Sociedade | 31-03-2026 18:00

Luís Ribeiro abre novo ciclo nos Bombeiros de Rio Maior com alerta para falta de voluntários

Luís Ribeiro abre novo ciclo nos Bombeiros de Rio Maior com alerta para falta de voluntários
Isaura Morais mantém-se como presidente da assembleia. Luís Ribeiro é o novo presidente da direcção e José Anes é do conselho fiscal - foto O MIRANTE

Nova direcção dos Bombeiros Voluntários de Rio Maior tomou posse com um aviso de que sem reforço de efectivo, a corporação arrisca perder capacidade de resposta. Luís Miguel Ribeiro assumiu a presidência da associação a 21 de Março e prometeu abrir um “novo ciclo” de proximidade.

A tomada de posse dos novos órgãos sociais da Associação Humanitária de Bombeiros Voluntários de Rio Maior ficou marcada por um discurso de preocupação, mas também por sinais de compromisso político e institucional. Luís Miguel Ribeiro, que sucede a António Quevedo na presidência da direcção, assumiu funções com a promessa de união e dedicação, sublinhando que a prioridade absoluta passa por travar a quebra do número de bombeiros.

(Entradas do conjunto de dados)
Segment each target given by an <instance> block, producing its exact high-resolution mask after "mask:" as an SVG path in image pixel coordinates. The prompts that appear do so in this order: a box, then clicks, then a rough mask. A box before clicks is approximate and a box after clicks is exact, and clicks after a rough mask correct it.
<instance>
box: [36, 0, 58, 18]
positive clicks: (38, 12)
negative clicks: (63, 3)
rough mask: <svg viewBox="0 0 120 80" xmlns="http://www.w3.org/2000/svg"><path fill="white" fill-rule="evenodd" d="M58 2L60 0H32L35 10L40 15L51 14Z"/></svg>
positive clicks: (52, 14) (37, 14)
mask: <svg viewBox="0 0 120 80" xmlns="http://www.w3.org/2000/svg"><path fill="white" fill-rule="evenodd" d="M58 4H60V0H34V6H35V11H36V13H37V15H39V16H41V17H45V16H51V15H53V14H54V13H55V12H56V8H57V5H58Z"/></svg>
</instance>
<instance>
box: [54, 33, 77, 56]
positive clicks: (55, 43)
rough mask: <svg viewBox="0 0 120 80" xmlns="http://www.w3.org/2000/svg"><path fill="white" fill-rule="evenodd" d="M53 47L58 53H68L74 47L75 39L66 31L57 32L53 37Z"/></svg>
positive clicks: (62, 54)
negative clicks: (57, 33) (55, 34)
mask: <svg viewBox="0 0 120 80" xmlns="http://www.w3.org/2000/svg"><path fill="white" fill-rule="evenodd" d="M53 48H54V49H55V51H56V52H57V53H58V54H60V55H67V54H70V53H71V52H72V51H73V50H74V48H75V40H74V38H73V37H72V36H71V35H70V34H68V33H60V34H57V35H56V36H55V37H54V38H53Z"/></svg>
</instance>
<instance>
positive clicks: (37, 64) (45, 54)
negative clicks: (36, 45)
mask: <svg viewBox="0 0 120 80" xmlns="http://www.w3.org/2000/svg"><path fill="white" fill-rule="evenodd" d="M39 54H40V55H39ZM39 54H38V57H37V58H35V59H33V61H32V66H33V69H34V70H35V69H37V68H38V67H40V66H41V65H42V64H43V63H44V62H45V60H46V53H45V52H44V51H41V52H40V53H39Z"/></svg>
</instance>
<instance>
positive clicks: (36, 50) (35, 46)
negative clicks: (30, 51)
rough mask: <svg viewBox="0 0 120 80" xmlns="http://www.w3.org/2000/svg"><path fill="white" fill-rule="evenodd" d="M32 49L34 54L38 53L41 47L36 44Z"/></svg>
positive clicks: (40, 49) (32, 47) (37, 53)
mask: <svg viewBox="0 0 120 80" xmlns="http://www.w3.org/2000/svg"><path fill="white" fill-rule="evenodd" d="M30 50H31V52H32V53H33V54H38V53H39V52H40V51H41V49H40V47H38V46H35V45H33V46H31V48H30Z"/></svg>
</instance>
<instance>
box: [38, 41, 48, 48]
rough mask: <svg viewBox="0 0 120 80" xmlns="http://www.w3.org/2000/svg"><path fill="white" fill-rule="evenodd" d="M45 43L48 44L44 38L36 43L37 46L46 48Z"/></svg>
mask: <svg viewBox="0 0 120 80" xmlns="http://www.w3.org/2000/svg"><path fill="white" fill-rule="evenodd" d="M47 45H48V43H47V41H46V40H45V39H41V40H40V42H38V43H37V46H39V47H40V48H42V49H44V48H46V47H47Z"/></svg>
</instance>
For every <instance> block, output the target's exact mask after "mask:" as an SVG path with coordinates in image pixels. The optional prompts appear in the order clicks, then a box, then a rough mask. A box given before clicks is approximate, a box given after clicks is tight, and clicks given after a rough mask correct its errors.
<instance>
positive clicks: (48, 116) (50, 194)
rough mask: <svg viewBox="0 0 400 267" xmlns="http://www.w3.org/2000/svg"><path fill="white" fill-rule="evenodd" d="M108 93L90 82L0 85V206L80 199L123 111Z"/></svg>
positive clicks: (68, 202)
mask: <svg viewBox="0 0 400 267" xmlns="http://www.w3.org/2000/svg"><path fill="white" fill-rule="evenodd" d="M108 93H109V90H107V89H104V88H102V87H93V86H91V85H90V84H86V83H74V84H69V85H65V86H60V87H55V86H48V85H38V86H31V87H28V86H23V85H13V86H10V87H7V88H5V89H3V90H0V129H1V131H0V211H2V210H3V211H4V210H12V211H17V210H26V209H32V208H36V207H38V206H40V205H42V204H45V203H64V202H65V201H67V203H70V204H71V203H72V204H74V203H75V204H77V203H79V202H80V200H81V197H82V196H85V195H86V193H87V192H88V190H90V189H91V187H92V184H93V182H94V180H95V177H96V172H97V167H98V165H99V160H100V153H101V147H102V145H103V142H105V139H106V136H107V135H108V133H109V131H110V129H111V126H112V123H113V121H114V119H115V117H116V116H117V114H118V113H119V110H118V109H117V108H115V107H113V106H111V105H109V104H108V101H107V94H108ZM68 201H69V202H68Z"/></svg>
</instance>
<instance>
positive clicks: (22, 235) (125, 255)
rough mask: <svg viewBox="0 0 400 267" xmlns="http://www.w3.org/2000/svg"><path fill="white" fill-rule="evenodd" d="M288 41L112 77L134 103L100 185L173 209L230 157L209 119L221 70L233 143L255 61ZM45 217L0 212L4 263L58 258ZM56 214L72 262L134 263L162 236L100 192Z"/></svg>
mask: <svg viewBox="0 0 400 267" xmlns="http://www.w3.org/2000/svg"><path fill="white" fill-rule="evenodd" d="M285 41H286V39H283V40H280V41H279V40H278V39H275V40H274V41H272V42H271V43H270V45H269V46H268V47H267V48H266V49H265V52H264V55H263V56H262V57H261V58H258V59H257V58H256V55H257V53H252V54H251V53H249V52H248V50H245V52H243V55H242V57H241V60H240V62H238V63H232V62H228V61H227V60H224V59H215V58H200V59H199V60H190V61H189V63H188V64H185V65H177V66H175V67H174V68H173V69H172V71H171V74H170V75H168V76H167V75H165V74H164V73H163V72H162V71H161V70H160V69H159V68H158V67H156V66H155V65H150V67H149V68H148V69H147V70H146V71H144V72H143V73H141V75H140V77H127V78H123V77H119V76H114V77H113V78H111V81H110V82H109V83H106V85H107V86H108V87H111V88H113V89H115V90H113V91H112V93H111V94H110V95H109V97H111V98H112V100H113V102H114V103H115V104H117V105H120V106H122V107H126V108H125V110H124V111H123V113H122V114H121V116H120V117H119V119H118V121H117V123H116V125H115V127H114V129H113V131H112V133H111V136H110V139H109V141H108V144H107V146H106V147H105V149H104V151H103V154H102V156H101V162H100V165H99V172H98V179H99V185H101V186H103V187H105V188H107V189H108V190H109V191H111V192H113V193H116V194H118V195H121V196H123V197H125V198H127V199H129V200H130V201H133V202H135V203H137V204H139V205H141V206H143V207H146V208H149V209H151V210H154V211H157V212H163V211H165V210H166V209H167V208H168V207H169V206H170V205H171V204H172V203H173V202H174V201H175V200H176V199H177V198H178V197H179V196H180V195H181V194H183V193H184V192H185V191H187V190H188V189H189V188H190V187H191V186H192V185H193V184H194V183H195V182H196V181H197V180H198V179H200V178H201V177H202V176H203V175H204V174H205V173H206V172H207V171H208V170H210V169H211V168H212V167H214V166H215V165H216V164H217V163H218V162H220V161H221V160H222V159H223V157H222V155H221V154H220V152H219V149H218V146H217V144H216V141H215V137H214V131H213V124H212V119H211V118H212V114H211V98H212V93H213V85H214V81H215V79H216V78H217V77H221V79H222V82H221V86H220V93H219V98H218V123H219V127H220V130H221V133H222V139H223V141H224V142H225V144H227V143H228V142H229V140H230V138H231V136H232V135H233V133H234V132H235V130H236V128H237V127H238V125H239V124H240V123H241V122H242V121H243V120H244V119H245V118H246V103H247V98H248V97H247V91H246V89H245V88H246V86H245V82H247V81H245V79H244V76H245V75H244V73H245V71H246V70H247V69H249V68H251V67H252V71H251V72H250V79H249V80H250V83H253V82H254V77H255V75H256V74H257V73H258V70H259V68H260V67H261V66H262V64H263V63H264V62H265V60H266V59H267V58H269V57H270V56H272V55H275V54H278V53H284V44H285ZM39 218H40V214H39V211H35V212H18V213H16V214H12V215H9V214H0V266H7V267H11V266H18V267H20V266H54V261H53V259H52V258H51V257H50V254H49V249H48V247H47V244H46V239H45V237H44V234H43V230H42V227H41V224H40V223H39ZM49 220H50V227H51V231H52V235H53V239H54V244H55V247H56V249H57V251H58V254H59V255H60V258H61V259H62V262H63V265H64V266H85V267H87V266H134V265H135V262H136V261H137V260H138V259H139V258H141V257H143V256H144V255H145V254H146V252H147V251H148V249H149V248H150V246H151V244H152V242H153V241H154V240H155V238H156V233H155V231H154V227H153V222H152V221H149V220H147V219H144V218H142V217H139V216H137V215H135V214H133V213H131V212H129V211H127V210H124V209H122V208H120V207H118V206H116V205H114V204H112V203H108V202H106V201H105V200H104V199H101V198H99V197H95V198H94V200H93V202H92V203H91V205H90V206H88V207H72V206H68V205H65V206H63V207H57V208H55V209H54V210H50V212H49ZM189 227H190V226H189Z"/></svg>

Objetivo da tarefa: Reproduza sem alterações o trecho da notícia sobre os Bombeiros de Rio Maior que começa em "A tomada de" e termina em "número de bombeiros.". As linhas formam um material à parte, independente do texto.

Resposta esperada:
A tomada de posse dos novos órgãos sociais da Associação Humanitária de Bombeiros Voluntários de Rio Maior ficou marcada por um discurso de preocupação, mas também por sinais de compromisso político e institucional. Luís Miguel Ribeiro, que sucede a António Quevedo na presidência da direcção, assumiu funções com a promessa de união e dedicação, sublinhando que a prioridade absoluta passa por travar a quebra do número de bombeiros.